* _RECORDED INFORMATION_:
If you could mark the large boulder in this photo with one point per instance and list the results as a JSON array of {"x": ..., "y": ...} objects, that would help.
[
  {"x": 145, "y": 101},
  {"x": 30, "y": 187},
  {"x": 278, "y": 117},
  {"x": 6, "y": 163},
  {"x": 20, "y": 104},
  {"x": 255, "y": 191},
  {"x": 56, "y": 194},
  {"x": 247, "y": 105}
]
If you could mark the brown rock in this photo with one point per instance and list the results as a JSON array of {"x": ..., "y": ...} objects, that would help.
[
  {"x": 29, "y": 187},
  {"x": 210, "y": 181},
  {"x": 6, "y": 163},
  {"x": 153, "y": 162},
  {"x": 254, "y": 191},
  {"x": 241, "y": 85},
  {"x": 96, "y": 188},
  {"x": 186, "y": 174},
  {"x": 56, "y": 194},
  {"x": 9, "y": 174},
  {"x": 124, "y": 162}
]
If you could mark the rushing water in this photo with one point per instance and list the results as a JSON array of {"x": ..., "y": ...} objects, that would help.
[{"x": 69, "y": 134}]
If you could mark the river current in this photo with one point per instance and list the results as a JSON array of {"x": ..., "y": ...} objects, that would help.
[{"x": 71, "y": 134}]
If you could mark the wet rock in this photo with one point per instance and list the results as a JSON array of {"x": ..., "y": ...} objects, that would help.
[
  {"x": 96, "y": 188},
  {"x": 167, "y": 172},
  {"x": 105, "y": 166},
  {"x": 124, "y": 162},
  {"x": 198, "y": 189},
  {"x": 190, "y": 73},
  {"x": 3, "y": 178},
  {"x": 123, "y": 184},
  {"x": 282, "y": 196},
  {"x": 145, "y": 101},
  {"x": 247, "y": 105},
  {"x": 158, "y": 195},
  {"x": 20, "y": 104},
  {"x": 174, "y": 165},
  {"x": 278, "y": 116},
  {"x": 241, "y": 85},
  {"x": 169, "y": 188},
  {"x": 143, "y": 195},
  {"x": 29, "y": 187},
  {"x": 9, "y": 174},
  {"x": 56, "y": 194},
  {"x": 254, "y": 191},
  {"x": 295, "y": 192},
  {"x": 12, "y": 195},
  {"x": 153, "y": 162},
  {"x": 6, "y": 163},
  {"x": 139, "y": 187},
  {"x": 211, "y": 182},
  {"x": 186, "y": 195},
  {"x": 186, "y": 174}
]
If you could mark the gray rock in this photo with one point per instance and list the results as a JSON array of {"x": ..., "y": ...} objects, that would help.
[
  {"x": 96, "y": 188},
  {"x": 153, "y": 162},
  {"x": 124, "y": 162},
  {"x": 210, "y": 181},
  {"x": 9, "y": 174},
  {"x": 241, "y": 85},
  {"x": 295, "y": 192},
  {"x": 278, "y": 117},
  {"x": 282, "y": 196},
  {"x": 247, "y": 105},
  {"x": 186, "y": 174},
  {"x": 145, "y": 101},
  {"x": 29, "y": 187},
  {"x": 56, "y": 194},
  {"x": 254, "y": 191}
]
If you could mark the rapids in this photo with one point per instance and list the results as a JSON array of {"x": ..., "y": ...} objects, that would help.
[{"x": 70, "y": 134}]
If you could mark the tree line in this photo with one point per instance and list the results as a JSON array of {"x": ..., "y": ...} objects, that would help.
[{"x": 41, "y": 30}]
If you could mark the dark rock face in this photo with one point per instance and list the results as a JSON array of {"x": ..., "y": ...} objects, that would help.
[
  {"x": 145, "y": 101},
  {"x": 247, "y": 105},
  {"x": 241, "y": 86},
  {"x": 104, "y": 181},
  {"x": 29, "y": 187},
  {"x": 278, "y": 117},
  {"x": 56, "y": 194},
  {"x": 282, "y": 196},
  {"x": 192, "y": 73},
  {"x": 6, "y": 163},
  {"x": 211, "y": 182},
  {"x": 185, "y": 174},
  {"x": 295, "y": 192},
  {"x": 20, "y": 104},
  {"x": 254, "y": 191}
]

* _STATED EXERCISE_:
Print the entire listing above again, word for word and line for line, with nothing left out or changed.

* _EXERCISE ANSWER_:
If you could mark the large boulder in this photo with one point per instance and list the results as a JSON array of {"x": ..., "y": ...} objects, that would help.
[
  {"x": 145, "y": 101},
  {"x": 30, "y": 187},
  {"x": 278, "y": 117},
  {"x": 6, "y": 163},
  {"x": 20, "y": 104},
  {"x": 255, "y": 191},
  {"x": 56, "y": 194},
  {"x": 247, "y": 105}
]
If you could mark the brown rock in this photo with one point per instance and list the results as a JSON array of {"x": ..., "y": ...} objects, that would help.
[
  {"x": 29, "y": 187},
  {"x": 210, "y": 181},
  {"x": 6, "y": 163},
  {"x": 153, "y": 162},
  {"x": 254, "y": 191},
  {"x": 241, "y": 85},
  {"x": 96, "y": 188},
  {"x": 186, "y": 174},
  {"x": 56, "y": 194},
  {"x": 9, "y": 174},
  {"x": 124, "y": 162}
]
If you could mark the rushing water in this photo with one point per instance and list the results as a JSON array of {"x": ..., "y": ...} objects, that would help.
[{"x": 69, "y": 134}]
If you could mark the river current in this photo with one point per instance and list the results as a JSON array of {"x": ..., "y": ...} objects, that would help.
[{"x": 71, "y": 134}]
If you could mark the wet rock in this photo with one point per instance and list the results as a JSON array of {"x": ..., "y": ...} objects, that would help.
[
  {"x": 96, "y": 188},
  {"x": 167, "y": 172},
  {"x": 105, "y": 166},
  {"x": 124, "y": 162},
  {"x": 198, "y": 189},
  {"x": 190, "y": 73},
  {"x": 3, "y": 178},
  {"x": 123, "y": 184},
  {"x": 282, "y": 196},
  {"x": 145, "y": 101},
  {"x": 247, "y": 105},
  {"x": 158, "y": 195},
  {"x": 20, "y": 104},
  {"x": 174, "y": 165},
  {"x": 278, "y": 116},
  {"x": 241, "y": 85},
  {"x": 169, "y": 188},
  {"x": 143, "y": 195},
  {"x": 29, "y": 187},
  {"x": 9, "y": 174},
  {"x": 56, "y": 194},
  {"x": 254, "y": 191},
  {"x": 295, "y": 192},
  {"x": 12, "y": 195},
  {"x": 153, "y": 162},
  {"x": 6, "y": 163},
  {"x": 139, "y": 187},
  {"x": 211, "y": 182},
  {"x": 186, "y": 195},
  {"x": 186, "y": 174}
]
If you could mark the gray rock in this photo with one point per instance and list the results as a JSON array of {"x": ..., "y": ...} objects, that would help.
[
  {"x": 96, "y": 188},
  {"x": 153, "y": 162},
  {"x": 124, "y": 162},
  {"x": 210, "y": 181},
  {"x": 9, "y": 174},
  {"x": 241, "y": 85},
  {"x": 295, "y": 192},
  {"x": 278, "y": 117},
  {"x": 282, "y": 196},
  {"x": 247, "y": 105},
  {"x": 186, "y": 174},
  {"x": 145, "y": 101},
  {"x": 29, "y": 187},
  {"x": 56, "y": 194},
  {"x": 254, "y": 191}
]
If you could mark the rapids in this photo with one point per instance and list the results as a JSON array of {"x": ..., "y": ...} objects, that would help.
[{"x": 70, "y": 134}]
If you could mark the tree line in this photo with one point per instance and list the results as a JSON array of {"x": ..., "y": ...} objects, that would help.
[{"x": 41, "y": 30}]
If you could mark the dark rock face in this photo with one point per instance and list the results as a JSON array of {"x": ..., "y": ...} objects, that would help.
[
  {"x": 145, "y": 101},
  {"x": 247, "y": 105},
  {"x": 241, "y": 86},
  {"x": 104, "y": 181},
  {"x": 29, "y": 187},
  {"x": 278, "y": 117},
  {"x": 56, "y": 194},
  {"x": 282, "y": 196},
  {"x": 192, "y": 73},
  {"x": 6, "y": 163},
  {"x": 211, "y": 182},
  {"x": 185, "y": 174},
  {"x": 295, "y": 192},
  {"x": 20, "y": 104},
  {"x": 254, "y": 191}
]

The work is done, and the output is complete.